▶ **EXCERPT PROVIDED**:
※

Wednesday, September 8, 2010

Wine tasting -- just before Harvest

A day of wine tasting: the weather was perfect, the clients lovely, the wines superb, the wineries welcoming. All that one could wish for right? Well, let's make this a two part article. This part is all about the wine, and the next one will be about the 'glitch' we experienced. That is, ahem, technical difficulties. Or, as I occasionally view these things, a test from the universe. But I'll get to that later.

My seven dynamic, young and multi-national clients and I started the day by heading off to Châteauneuf-du-Pape, Clos du Caillou in Courthézon to be exact. There we were warmly received on a Monday (a day they don't normally do tastings) and just after harvest had begun (and the day before a serious rain storm!). Privileged as we were, we tasted the full range of wines they have:

Two whites (one marvelously concentrated clairette, and one blend of roussanne, viognier, grenache blanc and clairette). The first was bright and lively in the mouth, rich in citrus fruits (grapefruit) with a nice length to it. Hmmmm - yes, I brought home a case! It was their Côte du Rhône 2009. The second was quite different, from 2008, softer, warmer, more orchard fruits, creamier, and yet this one too had not gone through oak. We were tasting the grapes and only the grapes.

Onward to their two red Côte du Rhônes -- these differing in their vinification. The first rich in grenache, syrah and mourvedre, and vinified/aged in cement tanks. The second a similar blend but aged as they do their Châteauneufs, that is 18 months in large oak barrels.

I'd been to taste at this winery before, and as I remembered, they have great Châteauneufs, but I remember being blown away by their 'smaller' wines, their Côte du Rhônes. The winery is situated just beside the far better known Domaine Beaucastel, and like their neighbor, they too are working organically and soon bio dynamically -- always a good sign.

※

▶ **EXERCISE AIM**: Transcribe the passage of the wine-tasting post between "Onward to their" and "large oak barrels.", inclusive.

▶ **STORED DATA**:
※

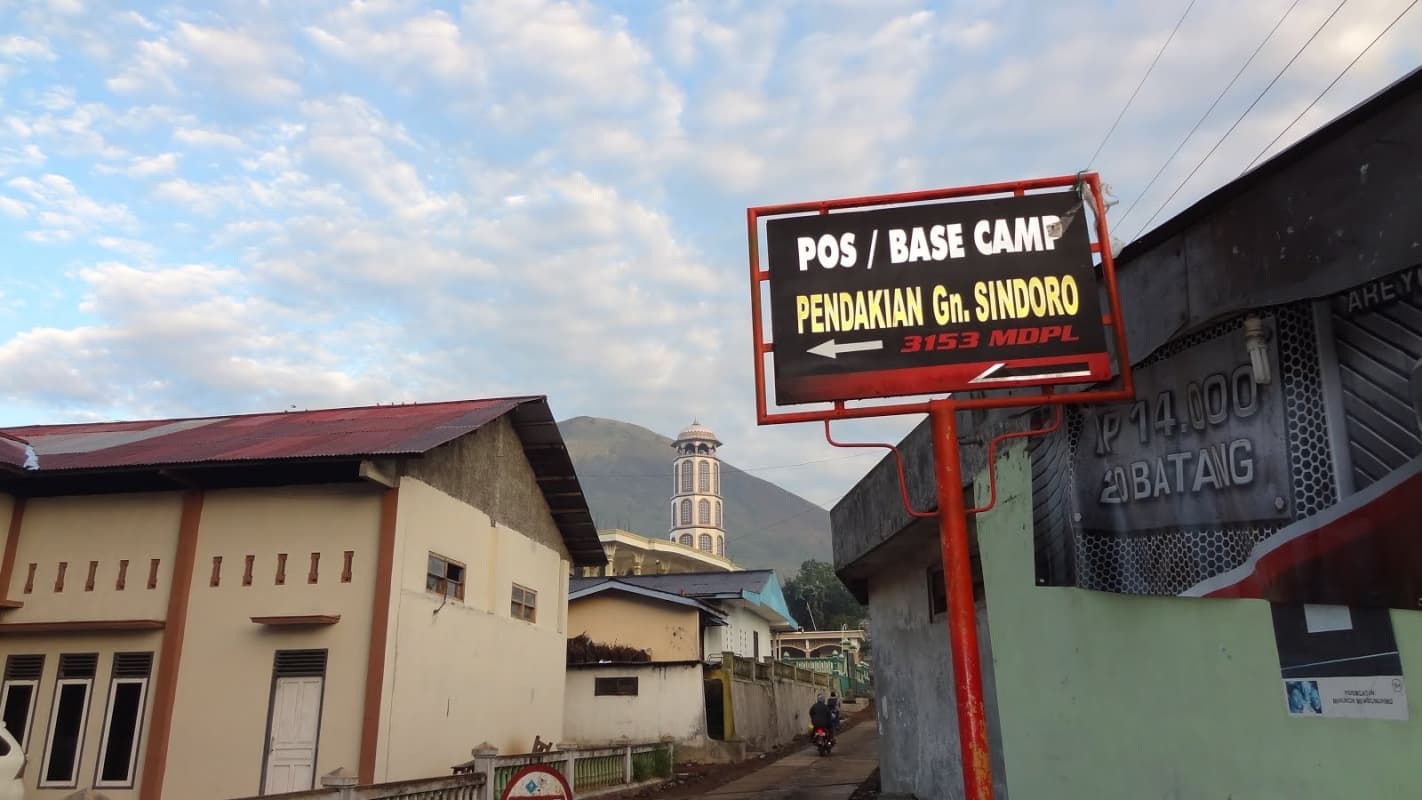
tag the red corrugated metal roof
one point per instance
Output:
(367, 431)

※

▶ **ANSWER FOR THE TASK**:
Onward to their two red Côte du Rhônes -- these differing in their vinification. The first rich in grenache, syrah and mourvedre, and vinified/aged in cement tanks. The second a similar blend but aged as they do their Châteauneufs, that is 18 months in large oak barrels.